**Requirement**
Please transcribe, word for word, only the lines from the one containing "Annotation task — locate each instance of the red" through the last line of the records below, both included, and leave out every picture.

[Referring expression pointing data]
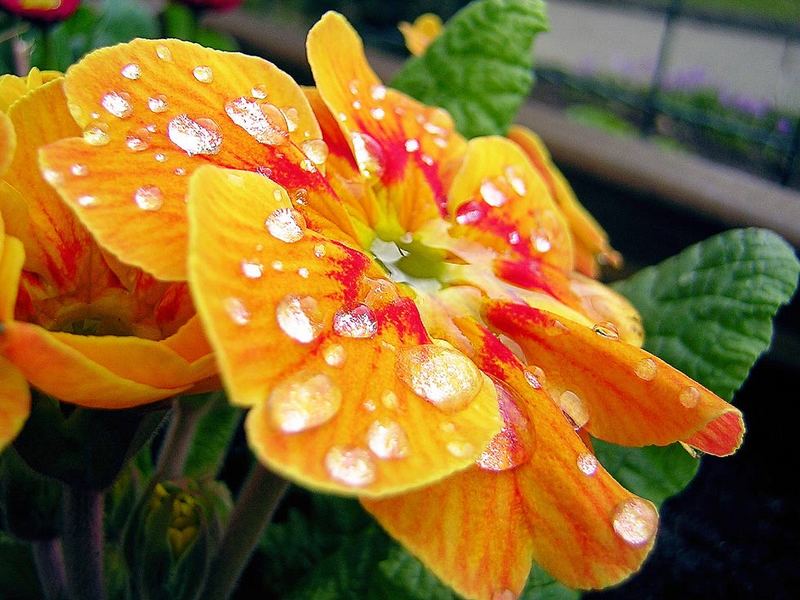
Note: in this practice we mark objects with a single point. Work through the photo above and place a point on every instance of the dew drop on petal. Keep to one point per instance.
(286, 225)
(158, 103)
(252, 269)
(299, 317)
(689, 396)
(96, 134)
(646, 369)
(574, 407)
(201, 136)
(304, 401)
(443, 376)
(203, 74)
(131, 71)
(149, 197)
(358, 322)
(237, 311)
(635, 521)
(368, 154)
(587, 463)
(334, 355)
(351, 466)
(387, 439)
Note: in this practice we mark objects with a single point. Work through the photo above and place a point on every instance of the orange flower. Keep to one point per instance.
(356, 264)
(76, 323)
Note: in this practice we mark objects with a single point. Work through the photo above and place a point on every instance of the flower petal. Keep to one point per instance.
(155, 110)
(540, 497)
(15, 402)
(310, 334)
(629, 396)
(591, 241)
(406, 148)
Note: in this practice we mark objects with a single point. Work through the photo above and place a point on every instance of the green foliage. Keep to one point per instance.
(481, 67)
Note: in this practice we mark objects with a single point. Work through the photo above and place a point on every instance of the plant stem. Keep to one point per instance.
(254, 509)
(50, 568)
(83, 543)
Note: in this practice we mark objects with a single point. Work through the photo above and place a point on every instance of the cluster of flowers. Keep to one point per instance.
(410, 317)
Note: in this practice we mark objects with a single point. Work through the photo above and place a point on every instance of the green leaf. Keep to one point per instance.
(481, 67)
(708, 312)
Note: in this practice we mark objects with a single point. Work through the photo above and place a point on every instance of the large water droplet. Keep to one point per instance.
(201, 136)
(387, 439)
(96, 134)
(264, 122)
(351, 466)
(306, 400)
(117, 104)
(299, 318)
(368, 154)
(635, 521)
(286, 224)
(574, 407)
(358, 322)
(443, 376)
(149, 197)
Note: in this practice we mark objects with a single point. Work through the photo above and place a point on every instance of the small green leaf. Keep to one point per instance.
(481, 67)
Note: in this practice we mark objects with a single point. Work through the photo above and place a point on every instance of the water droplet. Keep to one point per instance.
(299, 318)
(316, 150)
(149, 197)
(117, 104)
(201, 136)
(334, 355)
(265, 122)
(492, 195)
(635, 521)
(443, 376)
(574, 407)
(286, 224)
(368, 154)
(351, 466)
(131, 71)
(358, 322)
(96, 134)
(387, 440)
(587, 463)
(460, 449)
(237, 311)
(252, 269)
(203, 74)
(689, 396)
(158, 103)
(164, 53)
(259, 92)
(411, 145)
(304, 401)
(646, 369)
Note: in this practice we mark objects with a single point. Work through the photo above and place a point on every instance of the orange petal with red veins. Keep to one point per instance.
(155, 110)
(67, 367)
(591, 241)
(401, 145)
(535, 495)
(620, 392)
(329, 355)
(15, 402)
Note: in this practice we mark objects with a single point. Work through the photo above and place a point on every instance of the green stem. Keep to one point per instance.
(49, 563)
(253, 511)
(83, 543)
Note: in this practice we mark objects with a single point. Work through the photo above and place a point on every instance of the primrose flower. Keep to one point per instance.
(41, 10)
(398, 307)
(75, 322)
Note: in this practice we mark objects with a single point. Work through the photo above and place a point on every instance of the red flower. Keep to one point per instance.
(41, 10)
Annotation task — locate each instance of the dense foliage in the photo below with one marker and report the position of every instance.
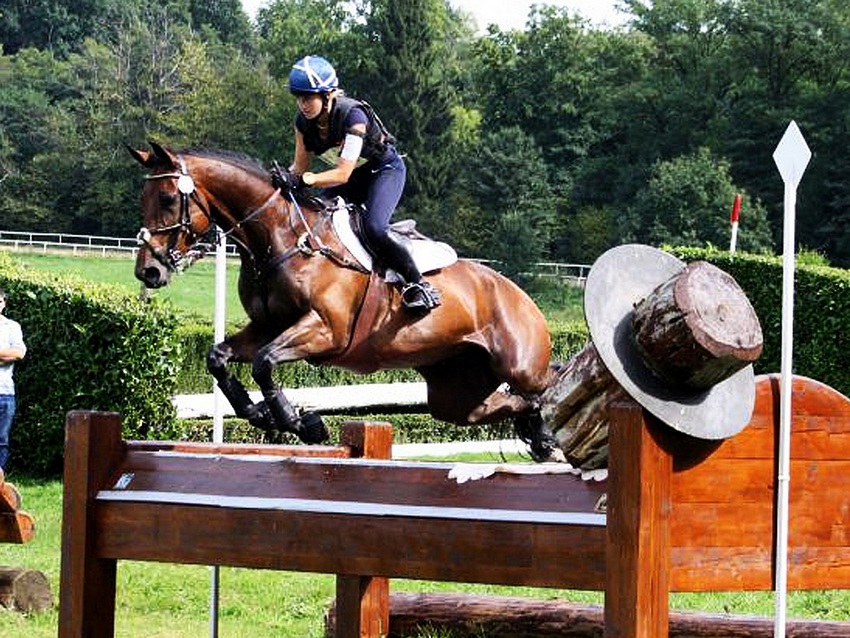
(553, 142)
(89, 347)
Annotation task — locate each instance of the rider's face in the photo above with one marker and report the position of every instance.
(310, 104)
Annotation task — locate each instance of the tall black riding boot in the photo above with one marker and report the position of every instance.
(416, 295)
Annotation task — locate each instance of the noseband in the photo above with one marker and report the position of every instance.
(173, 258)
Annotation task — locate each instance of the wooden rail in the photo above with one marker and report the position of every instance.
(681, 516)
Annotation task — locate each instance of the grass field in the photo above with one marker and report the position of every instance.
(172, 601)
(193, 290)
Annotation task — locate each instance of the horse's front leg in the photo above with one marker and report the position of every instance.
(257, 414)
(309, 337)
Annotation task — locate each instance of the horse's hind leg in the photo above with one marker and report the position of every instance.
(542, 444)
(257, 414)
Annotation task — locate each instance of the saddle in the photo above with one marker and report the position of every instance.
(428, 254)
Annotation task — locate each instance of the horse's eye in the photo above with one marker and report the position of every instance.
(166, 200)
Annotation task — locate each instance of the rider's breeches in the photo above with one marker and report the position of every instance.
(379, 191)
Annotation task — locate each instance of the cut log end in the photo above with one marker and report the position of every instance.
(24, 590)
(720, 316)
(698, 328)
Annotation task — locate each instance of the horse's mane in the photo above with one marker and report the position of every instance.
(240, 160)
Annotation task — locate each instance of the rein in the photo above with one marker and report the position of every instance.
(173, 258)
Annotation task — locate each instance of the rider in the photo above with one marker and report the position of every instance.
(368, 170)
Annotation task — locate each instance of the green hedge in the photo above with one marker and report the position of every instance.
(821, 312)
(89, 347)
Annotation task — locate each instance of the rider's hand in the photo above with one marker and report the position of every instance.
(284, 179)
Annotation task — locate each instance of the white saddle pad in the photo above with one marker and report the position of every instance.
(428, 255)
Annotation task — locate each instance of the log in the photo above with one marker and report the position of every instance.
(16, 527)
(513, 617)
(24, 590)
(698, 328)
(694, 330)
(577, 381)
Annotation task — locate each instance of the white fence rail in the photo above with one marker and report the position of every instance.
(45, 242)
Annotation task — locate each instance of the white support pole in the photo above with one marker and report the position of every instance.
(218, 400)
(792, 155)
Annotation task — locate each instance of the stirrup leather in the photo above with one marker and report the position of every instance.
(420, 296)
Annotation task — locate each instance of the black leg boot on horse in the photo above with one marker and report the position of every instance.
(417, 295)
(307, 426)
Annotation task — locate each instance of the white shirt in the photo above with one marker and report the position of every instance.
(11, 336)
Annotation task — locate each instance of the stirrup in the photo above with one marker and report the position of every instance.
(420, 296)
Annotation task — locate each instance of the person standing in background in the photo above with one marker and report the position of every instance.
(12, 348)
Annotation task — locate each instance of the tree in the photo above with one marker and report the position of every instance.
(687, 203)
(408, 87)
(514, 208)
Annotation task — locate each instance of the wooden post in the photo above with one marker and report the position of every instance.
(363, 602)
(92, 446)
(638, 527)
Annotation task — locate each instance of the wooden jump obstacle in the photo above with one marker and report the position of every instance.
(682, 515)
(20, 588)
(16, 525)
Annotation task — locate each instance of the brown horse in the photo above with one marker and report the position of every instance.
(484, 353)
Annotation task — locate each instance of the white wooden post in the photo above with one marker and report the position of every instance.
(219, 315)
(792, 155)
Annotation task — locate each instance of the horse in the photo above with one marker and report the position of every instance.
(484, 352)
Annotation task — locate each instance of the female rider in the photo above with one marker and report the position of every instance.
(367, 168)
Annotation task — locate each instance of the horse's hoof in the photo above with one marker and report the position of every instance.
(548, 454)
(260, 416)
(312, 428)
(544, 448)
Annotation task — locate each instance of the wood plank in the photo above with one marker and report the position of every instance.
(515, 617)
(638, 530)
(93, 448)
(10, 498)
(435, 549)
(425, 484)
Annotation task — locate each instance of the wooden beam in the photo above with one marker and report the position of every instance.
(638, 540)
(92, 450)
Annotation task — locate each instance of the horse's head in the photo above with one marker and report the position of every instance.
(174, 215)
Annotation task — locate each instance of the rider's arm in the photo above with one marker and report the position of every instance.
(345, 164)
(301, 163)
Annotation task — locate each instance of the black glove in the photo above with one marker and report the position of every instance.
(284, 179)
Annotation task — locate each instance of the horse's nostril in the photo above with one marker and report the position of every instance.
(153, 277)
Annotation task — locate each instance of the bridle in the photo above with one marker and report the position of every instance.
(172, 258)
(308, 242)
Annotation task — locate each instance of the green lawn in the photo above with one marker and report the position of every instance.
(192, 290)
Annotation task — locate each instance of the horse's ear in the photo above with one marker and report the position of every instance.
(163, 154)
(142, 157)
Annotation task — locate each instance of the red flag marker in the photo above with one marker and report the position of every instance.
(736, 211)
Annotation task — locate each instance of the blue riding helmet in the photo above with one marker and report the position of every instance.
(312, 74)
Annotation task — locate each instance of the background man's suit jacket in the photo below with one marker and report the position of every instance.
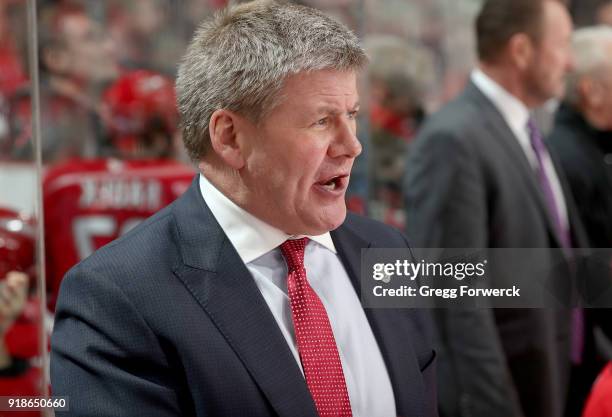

**Problem solution**
Annotation task — locate each instance of the red flag marker in the photo above with one marker and report the position of every instance.
(736, 211)
Annotation task — locate each instance of the blue riding helmet in the photo above with one marker and report the position of every instance.
(312, 74)
Annotation task — locate each instance of the background man's suit jacket in the photo below with one marker and report the position of every instance.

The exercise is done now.